[Rows of box annotation data]
═══

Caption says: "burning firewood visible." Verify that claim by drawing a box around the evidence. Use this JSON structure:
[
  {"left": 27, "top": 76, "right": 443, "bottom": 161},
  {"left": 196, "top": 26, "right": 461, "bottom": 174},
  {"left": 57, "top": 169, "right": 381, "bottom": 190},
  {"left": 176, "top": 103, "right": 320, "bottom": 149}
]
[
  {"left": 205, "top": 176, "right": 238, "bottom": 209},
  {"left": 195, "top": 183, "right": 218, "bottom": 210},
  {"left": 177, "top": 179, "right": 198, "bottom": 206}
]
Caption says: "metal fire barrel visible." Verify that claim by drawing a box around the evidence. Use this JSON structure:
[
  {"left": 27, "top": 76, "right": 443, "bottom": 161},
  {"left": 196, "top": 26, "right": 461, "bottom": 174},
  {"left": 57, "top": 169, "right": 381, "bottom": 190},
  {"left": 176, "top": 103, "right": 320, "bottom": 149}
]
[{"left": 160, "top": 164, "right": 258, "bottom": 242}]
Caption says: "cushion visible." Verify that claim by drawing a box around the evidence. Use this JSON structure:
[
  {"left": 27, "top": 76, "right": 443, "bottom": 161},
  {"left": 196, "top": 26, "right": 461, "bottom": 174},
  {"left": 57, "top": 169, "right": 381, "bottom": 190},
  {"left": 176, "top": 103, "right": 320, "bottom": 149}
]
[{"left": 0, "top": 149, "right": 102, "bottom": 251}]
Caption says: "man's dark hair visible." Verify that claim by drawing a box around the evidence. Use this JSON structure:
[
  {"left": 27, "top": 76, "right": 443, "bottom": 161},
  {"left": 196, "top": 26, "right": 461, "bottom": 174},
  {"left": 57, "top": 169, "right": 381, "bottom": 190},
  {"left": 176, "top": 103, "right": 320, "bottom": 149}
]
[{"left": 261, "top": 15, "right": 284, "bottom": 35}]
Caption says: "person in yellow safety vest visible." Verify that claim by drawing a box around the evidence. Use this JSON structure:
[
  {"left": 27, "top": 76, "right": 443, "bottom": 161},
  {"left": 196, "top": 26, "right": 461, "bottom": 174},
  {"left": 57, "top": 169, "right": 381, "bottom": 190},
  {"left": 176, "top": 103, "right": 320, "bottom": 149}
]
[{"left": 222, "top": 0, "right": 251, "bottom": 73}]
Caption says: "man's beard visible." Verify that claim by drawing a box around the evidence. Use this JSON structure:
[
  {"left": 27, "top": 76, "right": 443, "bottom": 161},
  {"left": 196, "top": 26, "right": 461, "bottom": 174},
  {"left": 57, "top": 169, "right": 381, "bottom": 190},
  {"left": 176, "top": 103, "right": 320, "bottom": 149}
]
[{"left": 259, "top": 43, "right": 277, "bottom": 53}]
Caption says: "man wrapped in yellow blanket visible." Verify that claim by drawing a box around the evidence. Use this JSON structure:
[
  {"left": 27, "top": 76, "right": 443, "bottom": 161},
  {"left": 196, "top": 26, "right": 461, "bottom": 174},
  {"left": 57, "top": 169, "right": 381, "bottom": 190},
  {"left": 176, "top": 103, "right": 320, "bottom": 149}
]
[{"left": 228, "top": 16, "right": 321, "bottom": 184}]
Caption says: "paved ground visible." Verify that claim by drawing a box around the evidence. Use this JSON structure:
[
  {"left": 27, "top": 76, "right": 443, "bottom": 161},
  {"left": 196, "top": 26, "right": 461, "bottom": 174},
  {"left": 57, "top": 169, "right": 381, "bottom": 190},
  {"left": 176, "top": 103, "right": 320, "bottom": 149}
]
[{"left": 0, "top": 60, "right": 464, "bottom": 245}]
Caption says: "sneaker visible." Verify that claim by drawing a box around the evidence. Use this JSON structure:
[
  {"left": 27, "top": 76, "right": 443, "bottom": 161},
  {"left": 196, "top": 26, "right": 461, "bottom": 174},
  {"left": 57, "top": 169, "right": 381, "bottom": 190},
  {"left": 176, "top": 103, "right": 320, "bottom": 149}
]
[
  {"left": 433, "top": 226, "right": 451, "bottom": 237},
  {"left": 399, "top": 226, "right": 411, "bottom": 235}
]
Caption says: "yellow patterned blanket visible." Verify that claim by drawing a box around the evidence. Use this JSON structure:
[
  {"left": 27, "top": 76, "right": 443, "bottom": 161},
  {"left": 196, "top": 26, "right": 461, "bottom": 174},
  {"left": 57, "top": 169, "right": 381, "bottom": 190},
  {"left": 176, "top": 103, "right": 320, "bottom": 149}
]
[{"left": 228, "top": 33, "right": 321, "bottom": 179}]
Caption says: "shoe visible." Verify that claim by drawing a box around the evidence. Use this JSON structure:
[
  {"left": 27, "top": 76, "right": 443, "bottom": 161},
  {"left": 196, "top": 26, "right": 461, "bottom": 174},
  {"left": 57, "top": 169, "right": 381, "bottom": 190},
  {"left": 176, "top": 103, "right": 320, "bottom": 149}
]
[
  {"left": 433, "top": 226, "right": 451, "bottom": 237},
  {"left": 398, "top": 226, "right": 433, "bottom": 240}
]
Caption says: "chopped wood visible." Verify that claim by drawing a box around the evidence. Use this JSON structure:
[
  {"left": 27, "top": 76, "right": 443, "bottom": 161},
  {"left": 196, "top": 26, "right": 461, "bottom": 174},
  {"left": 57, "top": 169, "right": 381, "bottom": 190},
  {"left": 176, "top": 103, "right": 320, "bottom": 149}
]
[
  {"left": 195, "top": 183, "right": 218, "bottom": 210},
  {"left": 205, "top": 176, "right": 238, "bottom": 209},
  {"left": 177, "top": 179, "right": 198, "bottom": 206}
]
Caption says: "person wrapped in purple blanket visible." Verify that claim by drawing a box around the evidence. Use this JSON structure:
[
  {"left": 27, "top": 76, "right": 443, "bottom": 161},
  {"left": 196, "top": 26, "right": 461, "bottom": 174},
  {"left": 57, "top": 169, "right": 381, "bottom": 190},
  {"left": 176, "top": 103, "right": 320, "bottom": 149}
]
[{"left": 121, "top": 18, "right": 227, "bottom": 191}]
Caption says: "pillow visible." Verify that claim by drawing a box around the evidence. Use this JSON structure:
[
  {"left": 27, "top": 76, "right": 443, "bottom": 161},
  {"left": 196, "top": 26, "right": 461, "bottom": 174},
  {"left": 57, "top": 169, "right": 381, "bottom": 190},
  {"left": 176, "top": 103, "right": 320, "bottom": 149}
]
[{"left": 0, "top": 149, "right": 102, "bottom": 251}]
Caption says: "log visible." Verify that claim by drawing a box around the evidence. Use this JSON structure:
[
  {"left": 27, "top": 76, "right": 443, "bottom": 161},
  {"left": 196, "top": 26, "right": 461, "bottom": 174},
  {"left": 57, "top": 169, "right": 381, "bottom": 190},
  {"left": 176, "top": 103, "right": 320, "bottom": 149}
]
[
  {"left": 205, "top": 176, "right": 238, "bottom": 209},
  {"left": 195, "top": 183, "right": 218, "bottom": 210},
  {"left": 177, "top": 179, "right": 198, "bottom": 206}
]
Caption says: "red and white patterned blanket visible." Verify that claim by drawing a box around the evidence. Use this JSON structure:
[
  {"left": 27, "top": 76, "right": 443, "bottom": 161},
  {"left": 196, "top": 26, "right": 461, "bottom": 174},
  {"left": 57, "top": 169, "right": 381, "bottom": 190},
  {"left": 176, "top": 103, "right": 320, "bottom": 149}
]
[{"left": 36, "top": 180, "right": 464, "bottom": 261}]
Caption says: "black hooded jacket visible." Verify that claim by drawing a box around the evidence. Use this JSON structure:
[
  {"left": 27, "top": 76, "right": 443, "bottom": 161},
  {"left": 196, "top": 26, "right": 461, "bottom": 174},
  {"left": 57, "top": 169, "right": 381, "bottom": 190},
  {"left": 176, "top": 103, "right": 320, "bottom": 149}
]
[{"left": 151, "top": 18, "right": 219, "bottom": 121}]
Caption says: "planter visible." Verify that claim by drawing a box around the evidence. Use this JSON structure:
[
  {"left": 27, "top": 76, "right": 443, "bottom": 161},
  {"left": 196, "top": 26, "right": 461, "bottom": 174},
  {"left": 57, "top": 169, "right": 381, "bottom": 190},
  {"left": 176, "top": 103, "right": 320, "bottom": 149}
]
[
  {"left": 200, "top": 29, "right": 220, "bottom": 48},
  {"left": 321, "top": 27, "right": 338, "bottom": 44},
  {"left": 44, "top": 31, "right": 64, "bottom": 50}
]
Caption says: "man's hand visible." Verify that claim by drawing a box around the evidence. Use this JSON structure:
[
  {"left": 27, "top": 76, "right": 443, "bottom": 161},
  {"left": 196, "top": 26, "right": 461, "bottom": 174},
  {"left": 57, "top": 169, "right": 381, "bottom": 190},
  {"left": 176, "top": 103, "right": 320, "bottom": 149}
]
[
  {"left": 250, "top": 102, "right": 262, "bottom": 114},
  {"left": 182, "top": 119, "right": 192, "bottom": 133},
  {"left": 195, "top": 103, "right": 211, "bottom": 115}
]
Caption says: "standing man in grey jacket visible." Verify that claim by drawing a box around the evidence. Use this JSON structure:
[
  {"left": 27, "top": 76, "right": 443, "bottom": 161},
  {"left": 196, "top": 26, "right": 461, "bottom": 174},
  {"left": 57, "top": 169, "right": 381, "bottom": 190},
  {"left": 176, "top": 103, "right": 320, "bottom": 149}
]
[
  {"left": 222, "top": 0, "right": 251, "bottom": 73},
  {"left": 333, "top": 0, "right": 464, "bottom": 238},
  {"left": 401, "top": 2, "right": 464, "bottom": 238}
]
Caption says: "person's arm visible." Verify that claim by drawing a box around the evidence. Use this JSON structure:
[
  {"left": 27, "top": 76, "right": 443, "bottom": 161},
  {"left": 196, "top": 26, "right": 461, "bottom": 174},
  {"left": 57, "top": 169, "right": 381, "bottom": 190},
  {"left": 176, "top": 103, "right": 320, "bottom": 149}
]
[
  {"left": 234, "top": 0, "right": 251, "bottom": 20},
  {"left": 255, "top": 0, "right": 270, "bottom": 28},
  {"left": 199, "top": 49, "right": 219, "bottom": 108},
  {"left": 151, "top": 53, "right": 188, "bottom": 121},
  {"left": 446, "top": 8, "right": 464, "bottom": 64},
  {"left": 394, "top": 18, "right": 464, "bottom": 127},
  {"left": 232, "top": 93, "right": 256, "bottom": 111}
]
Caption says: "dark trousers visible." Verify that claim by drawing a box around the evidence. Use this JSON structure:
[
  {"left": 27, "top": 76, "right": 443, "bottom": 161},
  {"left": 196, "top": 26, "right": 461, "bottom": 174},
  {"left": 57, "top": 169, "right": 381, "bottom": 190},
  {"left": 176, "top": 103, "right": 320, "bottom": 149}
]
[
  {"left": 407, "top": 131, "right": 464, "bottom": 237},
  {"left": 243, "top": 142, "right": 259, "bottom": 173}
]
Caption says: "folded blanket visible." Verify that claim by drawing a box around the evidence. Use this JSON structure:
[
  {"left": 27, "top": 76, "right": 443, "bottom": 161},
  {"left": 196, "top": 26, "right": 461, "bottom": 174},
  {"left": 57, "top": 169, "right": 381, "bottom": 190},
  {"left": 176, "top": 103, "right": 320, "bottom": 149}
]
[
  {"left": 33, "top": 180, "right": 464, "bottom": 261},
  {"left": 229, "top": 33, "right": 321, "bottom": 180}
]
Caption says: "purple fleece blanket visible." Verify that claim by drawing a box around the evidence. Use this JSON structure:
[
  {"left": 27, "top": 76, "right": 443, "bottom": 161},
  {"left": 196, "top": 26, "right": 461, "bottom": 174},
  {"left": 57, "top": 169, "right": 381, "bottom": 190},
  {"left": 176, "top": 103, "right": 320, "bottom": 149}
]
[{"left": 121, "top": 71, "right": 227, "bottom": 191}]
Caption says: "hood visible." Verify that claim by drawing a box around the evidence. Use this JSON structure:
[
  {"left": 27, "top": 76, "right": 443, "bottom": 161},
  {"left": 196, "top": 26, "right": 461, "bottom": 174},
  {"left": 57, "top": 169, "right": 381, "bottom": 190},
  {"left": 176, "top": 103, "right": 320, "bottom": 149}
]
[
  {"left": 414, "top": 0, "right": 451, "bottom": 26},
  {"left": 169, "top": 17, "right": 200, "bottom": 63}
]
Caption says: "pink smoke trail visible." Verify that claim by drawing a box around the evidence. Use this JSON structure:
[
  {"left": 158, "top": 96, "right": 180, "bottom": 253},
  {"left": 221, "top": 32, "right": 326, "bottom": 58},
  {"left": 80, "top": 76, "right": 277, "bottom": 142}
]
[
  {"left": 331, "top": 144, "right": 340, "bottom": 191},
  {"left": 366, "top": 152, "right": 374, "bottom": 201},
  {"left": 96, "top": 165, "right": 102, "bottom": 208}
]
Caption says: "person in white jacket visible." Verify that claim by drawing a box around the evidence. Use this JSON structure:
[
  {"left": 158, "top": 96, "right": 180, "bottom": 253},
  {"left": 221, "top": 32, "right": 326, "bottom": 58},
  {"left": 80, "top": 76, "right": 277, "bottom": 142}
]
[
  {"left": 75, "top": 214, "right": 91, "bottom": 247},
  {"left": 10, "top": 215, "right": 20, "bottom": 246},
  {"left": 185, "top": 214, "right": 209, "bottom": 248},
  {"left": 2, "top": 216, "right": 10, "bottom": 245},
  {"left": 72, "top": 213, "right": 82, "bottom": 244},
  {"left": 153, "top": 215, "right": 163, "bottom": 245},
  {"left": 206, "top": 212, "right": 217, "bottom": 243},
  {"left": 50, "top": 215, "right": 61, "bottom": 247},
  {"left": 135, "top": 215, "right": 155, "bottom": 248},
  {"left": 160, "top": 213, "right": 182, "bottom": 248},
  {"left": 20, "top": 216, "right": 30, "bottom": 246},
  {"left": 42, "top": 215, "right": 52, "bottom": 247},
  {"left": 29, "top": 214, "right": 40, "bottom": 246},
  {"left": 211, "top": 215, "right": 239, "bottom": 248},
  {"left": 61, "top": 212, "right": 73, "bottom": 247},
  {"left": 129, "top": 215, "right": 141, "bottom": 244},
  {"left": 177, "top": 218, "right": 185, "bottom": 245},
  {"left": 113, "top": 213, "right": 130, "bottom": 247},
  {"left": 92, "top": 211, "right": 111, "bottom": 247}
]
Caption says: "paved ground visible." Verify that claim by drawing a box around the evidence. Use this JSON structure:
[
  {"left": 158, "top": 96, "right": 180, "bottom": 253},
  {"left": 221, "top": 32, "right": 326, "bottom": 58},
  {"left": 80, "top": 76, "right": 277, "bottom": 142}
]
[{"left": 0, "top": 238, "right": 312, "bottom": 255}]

═══

Task details ▸ Report every line in the listing above that contains the word "white", with uppercase and lowercase treated as different.

Answer to this exercise ▸
Caption says: "red and white patterned blanket visible." Verify that claim by drawing a box around the evidence. Use this JSON structure:
Caption says: "person in white jacket visible." Verify that claim by drawing a box around the evidence. Use this JSON structure:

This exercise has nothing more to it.